> _TEXT PASSAGE_:
::::::::

American politician and Mormon missionary

Hector Caleb Haight (January 17, 1810 – June 16, 1879) was an American politician and Mormon pioneer.

==Biography ==
Haight was born on January 17, 1810, in Windham, New York. At the age of 37, Haight joined the Daniel Spencer/Ira Eldredge Company in 1847.

On May 7, 1855, at the age of 45, he was called as the President to the Scandinavian Mission, a proselytizing effort during which he served until February 4, 1858. He would succeed John Van Cott in this role. At the time of his calling, he was plurally married, held the priesthood office of Seventy, and resided in Farmington, Davis, Utah Territory, United States. He departed from his home on September 9, 1855, arrived in the mission field on January 1, 1856, and officially took charge of the mission, which spanned various Scandinavian countries. His journey back involved traveling with the Horace S. Eldredge Company from May 8 to July 11, 1858, at the age of 48, participating as one of the pioneers in the company, which arrived by July 11. Later, on October 10, 1874, at the age of 64, he served in the Eastern States Mission in the United States. He continued to hold a priesthood office of Seventy, and his calling was overseen by Wilford Woodruff. His missionary service began immediately upon being set apart in 1874.

::::::::

> _TASK INSTRUCTIONS_:
1. From the biography of Hector Caleb Haight, write out the part that opens with the words containing "Hector Caleb Haight" and closes with "Company in 1847.".
2. Answer these questions from the biography of Hector Caleb Haight:
(a) In what town was Haight born?
(b) Whom did he succeed as President of the Scandinavian Mission?
(c) Who oversaw his 1874 calling to the Eastern States Mission?
3. Carry the biography of Hector Caleb Haight forward from its last sentence.

(Dataset entries)
::::::::

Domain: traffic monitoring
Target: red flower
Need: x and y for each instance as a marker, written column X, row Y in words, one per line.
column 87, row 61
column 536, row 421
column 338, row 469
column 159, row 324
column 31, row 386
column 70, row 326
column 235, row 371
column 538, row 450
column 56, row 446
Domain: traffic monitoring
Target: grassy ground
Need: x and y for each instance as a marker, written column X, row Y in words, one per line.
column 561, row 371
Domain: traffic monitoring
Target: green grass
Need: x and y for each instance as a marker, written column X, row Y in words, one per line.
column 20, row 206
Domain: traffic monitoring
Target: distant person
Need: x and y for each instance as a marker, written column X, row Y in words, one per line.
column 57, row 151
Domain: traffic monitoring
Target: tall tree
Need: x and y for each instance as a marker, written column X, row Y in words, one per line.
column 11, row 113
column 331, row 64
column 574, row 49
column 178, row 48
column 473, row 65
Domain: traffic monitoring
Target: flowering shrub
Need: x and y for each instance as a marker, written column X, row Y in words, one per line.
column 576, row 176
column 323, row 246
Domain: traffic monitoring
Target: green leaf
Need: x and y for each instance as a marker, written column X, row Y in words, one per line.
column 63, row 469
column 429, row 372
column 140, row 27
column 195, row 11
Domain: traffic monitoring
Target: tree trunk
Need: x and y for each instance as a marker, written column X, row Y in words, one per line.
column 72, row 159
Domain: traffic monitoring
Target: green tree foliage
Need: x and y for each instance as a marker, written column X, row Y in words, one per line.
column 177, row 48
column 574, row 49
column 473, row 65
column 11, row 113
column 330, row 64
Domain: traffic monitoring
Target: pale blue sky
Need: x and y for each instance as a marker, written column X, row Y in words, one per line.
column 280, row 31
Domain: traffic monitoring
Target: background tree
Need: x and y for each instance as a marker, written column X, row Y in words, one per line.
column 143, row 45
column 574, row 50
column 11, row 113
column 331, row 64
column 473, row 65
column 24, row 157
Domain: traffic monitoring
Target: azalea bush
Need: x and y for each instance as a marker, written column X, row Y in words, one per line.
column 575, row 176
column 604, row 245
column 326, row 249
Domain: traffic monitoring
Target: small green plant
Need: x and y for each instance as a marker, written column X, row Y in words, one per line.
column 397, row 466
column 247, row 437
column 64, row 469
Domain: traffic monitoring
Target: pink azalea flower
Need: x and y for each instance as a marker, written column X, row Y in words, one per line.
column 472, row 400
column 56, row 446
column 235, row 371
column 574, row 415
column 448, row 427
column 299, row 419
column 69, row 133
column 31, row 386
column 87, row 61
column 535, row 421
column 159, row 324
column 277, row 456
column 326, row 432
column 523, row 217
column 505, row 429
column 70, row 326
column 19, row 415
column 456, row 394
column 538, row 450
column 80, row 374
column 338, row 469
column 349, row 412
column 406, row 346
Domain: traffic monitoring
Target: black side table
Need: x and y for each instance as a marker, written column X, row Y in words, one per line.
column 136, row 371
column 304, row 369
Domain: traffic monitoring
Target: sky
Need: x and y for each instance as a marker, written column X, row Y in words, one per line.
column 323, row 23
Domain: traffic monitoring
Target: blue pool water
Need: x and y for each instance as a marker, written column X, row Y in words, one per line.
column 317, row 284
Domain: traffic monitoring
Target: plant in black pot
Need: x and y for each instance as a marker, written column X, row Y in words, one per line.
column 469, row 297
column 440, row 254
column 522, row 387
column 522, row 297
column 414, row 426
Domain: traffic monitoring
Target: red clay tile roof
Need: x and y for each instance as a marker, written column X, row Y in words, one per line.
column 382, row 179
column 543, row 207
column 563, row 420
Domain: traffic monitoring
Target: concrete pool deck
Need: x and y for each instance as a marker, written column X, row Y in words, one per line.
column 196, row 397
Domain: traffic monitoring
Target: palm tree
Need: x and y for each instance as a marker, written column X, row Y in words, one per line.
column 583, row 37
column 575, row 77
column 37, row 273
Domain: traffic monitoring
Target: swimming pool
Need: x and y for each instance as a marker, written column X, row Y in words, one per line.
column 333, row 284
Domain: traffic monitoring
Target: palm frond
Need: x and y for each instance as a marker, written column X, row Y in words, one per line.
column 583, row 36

::::::::

> _ANSWERS TO THE TASKS_:
1.
Hector Caleb Haight (January 17, 1810 – June 16, 1879) was an American politician and Mormon pioneer.

==Biography ==
Haight was born on January 17, 1810, in Windham, New York. At the age of 37, Haight joined the Daniel Spencer/Ira Eldredge Company in 1847.

2.
(a) Windham, New York
(b) John Van Cott
(c) Wilford Woodruff

3.
== Political career ==
Haight served in the Utah Assembly for 4 terms from 1866 to 1870, succeeding Franklin D. Richards. He was followed by Lot Smith.

=== Committees ===
During his tenure in the Utah Legislature, Haight served on several committees, including the committees on Corporations, Penitentiary, Postal Affairs, Revision and the Committee on Roads, Bridges, Ferries and Canyons.